::: Supplied records

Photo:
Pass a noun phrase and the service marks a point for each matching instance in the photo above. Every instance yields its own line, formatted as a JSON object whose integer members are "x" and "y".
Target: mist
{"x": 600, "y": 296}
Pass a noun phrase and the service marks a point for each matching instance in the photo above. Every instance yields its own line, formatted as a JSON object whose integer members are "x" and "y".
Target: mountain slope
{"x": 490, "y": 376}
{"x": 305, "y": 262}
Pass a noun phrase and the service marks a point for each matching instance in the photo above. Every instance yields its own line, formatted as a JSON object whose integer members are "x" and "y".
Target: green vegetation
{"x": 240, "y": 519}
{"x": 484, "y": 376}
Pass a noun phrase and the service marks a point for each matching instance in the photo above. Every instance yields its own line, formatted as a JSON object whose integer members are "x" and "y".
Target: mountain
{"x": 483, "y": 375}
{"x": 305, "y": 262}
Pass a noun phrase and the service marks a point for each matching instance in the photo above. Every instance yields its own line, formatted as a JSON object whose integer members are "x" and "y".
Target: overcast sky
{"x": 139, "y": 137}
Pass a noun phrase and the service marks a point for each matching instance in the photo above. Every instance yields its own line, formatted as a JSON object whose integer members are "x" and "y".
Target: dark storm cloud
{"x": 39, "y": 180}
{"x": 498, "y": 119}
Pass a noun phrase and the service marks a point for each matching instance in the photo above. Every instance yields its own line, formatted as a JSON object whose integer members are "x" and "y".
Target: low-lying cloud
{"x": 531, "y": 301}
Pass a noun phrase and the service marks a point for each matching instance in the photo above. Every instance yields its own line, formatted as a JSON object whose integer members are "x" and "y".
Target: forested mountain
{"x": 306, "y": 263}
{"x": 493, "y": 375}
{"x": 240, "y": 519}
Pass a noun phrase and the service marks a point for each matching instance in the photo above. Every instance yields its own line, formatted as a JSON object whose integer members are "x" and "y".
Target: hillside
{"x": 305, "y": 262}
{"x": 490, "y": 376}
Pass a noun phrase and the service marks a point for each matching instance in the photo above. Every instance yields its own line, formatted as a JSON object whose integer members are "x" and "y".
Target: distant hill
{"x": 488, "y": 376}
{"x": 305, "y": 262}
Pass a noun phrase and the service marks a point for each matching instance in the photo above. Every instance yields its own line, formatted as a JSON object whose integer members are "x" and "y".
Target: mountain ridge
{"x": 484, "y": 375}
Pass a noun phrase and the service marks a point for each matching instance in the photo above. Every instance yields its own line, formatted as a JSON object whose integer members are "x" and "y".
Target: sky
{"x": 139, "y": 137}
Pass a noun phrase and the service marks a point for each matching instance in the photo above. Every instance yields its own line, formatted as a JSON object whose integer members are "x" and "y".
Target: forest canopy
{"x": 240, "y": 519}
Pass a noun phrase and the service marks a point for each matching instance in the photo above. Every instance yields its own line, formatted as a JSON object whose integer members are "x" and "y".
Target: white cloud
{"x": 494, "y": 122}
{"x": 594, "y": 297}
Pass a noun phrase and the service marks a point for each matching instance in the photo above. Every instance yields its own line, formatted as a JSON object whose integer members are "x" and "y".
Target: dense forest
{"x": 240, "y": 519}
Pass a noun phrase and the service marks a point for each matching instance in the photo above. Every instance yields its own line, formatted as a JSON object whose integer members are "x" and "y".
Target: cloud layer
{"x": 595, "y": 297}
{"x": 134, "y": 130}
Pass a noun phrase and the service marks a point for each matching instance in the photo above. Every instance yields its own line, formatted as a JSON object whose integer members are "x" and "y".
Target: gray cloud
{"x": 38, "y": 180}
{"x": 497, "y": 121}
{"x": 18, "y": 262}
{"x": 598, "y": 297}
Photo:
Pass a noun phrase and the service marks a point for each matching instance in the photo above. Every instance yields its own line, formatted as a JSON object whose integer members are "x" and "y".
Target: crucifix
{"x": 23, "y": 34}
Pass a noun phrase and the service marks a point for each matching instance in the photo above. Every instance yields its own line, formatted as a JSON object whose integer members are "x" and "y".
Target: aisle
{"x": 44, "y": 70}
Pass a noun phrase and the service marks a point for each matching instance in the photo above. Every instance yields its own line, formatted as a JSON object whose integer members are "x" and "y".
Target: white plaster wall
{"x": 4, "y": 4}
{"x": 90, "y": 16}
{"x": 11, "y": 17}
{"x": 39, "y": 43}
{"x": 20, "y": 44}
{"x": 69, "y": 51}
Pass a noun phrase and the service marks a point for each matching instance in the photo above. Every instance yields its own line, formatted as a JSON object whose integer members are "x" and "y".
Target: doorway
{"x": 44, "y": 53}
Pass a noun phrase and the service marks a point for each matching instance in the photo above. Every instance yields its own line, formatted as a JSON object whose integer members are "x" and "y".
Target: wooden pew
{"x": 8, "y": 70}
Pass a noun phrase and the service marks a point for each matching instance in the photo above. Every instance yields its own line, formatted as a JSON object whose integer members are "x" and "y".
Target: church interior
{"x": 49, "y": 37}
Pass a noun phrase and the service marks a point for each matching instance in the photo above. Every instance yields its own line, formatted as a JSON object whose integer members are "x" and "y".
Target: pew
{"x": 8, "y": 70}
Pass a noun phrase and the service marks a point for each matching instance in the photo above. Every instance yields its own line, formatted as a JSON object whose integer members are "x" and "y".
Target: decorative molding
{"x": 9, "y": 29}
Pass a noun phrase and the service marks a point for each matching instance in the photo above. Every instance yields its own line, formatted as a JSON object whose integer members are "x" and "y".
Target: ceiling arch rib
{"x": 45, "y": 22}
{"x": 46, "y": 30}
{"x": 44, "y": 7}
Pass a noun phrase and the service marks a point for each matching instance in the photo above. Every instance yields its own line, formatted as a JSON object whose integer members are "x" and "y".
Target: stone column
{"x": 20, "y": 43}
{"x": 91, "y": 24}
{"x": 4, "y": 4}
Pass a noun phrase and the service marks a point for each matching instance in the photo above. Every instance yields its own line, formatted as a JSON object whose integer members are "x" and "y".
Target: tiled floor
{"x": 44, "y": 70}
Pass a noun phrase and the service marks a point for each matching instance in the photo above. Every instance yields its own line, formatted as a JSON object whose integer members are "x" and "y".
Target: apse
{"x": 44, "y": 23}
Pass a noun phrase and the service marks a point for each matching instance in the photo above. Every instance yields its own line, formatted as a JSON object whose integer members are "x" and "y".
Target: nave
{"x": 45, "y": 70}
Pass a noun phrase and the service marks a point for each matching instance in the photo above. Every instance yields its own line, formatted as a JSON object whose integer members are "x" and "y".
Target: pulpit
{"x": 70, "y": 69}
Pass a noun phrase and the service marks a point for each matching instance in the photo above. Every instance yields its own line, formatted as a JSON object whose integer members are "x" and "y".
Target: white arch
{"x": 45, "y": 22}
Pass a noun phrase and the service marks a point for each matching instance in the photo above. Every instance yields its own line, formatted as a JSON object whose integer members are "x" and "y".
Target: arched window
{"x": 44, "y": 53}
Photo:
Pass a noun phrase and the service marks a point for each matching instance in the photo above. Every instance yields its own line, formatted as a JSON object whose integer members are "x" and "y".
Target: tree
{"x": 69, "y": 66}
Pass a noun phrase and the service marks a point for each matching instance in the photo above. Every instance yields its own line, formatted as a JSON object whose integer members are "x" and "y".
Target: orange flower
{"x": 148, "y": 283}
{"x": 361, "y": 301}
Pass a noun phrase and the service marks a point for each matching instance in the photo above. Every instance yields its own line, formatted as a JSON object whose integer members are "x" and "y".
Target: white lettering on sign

::::::

» The exercise
Repeat the data precisely, line by line.

» Result
Photo:
Pass a noun phrase and the service marks a point for each matching instance in the photo above. Every instance yields its own line, formatted as a JSON object whose integer members are "x" and "y".
Target: mist
{"x": 600, "y": 296}
Pass a noun phrase and the service marks a point for each matching instance in the photo above. Every instance yields its own line, formatted as a JSON object whose integer members are "x" and "y".
Target: mountain slope
{"x": 490, "y": 376}
{"x": 305, "y": 262}
Pass a noun phrase and the service marks a point for each matching instance in the photo above. Every instance yields its own line, formatted as a JSON object whose integer members are "x" and "y".
Target: green vegetation
{"x": 240, "y": 519}
{"x": 484, "y": 376}
Pass a noun phrase and the service marks a point for each matching instance in the photo above. Every instance yields its own line, formatted as a JSON object whose integer members are "x" and "y".
Target: mountain
{"x": 483, "y": 375}
{"x": 305, "y": 262}
Pass a noun phrase and the service marks a point for each matching instance in the photo above. Every instance yields its own line, formatted as a JSON object whose integer members are "x" and "y".
Target: overcast sky
{"x": 139, "y": 137}
Pass a noun phrase and the service marks a point for each matching instance in the photo above. Every instance yields its own line, formatted as a JSON object whose integer members are "x" and "y".
Target: dark storm cloud
{"x": 39, "y": 180}
{"x": 498, "y": 119}
Pass a noun phrase and the service marks a point for each matching instance in the photo above. Every instance yields its own line, formatted as a JSON object whose integer members are "x" and "y".
Target: low-lying cloud
{"x": 531, "y": 301}
Pass a noun phrase and the service marks a point for each matching instance in the photo above. Every instance yields its own line, formatted as a JSON object whose integer members are "x" and "y".
Target: forested mountain
{"x": 306, "y": 263}
{"x": 493, "y": 375}
{"x": 240, "y": 519}
Pass a noun phrase and the service marks a point for each matching instance in the photo above. Every instance yields its own line, formatted as a JSON object whose integer members are "x" and "y".
Target: hillside
{"x": 305, "y": 262}
{"x": 490, "y": 376}
Pass a noun phrase and the service marks a point for each matching instance in the photo above. Every instance yields its own line, formatted as a JSON object whose integer members are "x" and "y".
Target: distant hill
{"x": 488, "y": 376}
{"x": 305, "y": 262}
Pass a noun phrase and the service marks a point for each matching instance in the photo above. Every instance yields its own line, formatted as a JSON object whose integer members are "x" and "y".
Target: mountain ridge
{"x": 484, "y": 375}
Pass a noun phrase and the service marks a point for each matching instance in the photo above. Every instance yields its own line, formatted as a JSON object whose integer members are "x" and "y".
Target: sky
{"x": 139, "y": 137}
Pass a noun phrase and the service marks a point for each matching instance in the photo above. Every instance yields its own line, formatted as a JSON object whose integer members are "x" and "y".
Target: forest canopy
{"x": 240, "y": 519}
Pass a noun phrase and the service marks a point for each matching instance in the photo above. Every instance yields its own line, formatted as a JSON object whose integer members are "x" and "y".
Target: white cloud
{"x": 494, "y": 122}
{"x": 594, "y": 297}
Pass a noun phrase and the service marks a point for each matching instance in the photo above. Every instance yields its own line, formatted as a JSON object whose integer members are "x" and "y".
Target: dense forest
{"x": 240, "y": 519}
Pass a noun phrase and the service marks a point for each matching instance in the photo above. Every instance yields its own line, formatted as a JSON object whose integer members are "x" and "y".
Target: cloud layer
{"x": 595, "y": 297}
{"x": 134, "y": 130}
Pass a noun phrase and the service marks a point for each matching instance in the photo above. Every instance yields its own line, formatted as a JSON object whose integer members are "x" and "y".
Target: gray cloud
{"x": 38, "y": 180}
{"x": 497, "y": 121}
{"x": 18, "y": 262}
{"x": 598, "y": 297}
Photo:
Pass a noun phrase and the service marks a point for each matching instance in the photo above. Every instance yields its own line, formatted as a JSON object whose integer members are "x" and "y".
Target: crucifix
{"x": 23, "y": 34}
Pass a noun phrase and the service marks a point for each matching instance in the photo above. Every instance yields its own line, formatted as a JSON object whose integer members are "x" and "y".
Target: aisle
{"x": 44, "y": 70}
Pass a noun phrase and the service marks a point for each matching instance in the photo above. Every instance yields its own line, formatted as a JSON object whose integer members are "x" and "y".
Target: white plaster wall
{"x": 4, "y": 4}
{"x": 90, "y": 16}
{"x": 11, "y": 17}
{"x": 39, "y": 43}
{"x": 20, "y": 44}
{"x": 69, "y": 51}
Pass a noun phrase and the service marks a point for each matching instance in the photo above. Every instance yields its own line, formatted as a JSON object whose integer members are "x" and "y".
Target: doorway
{"x": 44, "y": 53}
Pass a noun phrase and the service marks a point for each matching instance in the photo above. Every instance yields its own line, formatted as a JSON object whose integer members are "x" and "y".
Target: wooden pew
{"x": 8, "y": 70}
Pass a noun phrase and the service marks a point for each matching instance in the photo above. Every instance yields its own line, formatted as a JSON object whose integer members are "x" and "y".
Target: church interior
{"x": 49, "y": 37}
Pass a noun phrase and the service marks a point for each matching instance in the photo above. Every instance yields its own line, formatted as a JSON object whose integer members are "x" and "y".
Target: pew
{"x": 8, "y": 70}
Pass a noun phrase and the service marks a point for each matching instance in the photo above. Every instance yields its own line, formatted as a JSON object whose integer members are "x" and "y".
Target: decorative molding
{"x": 9, "y": 29}
Pass a noun phrase and the service marks a point for each matching instance in the photo above. Every instance yields its own line, formatted as a JSON object whose integer members are "x" and "y".
Target: ceiling arch rib
{"x": 45, "y": 22}
{"x": 46, "y": 30}
{"x": 44, "y": 7}
Pass a noun phrase and the service marks a point for each matching instance in the photo above. Every instance yields its own line, formatted as a JSON object whose integer members are "x" and "y".
Target: stone column
{"x": 20, "y": 43}
{"x": 91, "y": 24}
{"x": 4, "y": 4}
Pass a noun phrase and the service marks a point for each matching instance in the photo above. Every instance yields its own line, formatted as a JSON object whose integer members are "x" and "y".
Target: tiled floor
{"x": 44, "y": 70}
Pass a noun phrase and the service marks a point for each matching instance in the photo above. Every instance yields its own line, formatted as a JSON object whose integer members are "x" and "y".
Target: apse
{"x": 44, "y": 23}
Pass a noun phrase and the service marks a point for each matching instance in the photo above. Every instance yields its own line, formatted as a JSON object whose integer members are "x" and "y".
Target: nave
{"x": 45, "y": 70}
Pass a noun phrase and the service marks a point for each matching instance in the photo above. Every instance yields its own line, formatted as a JSON object whose integer members are "x" and "y".
Target: pulpit
{"x": 70, "y": 69}
Pass a noun phrase and the service marks a point for each matching instance in the photo above. Every instance yields its own line, formatted as a JSON object whose integer members are "x" and "y".
Target: white arch
{"x": 45, "y": 22}
Pass a noun phrase and the service marks a point for each matching instance in the photo above. Every instance yields its own line, formatted as a JSON object whose integer members are "x" and "y".
Target: arched window
{"x": 44, "y": 53}
Photo:
Pass a noun phrase and the service marks a point for each matching instance in the photo above. Every instance yields its own line, formatted as a JSON object whose integer members are "x" and "y".
Target: tree
{"x": 69, "y": 66}
Pass a noun phrase and the service marks a point for each matching instance in the photo above. Every instance yields its own line, formatted as a JSON object whose integer members are "x" and "y".
Target: orange flower
{"x": 148, "y": 283}
{"x": 361, "y": 301}
Pass a noun phrase and the service marks a point for each matching instance in the photo above. Every instance yields its own line, formatted as a JSON object whose integer members are "x" and "y".
Target: white lettering on sign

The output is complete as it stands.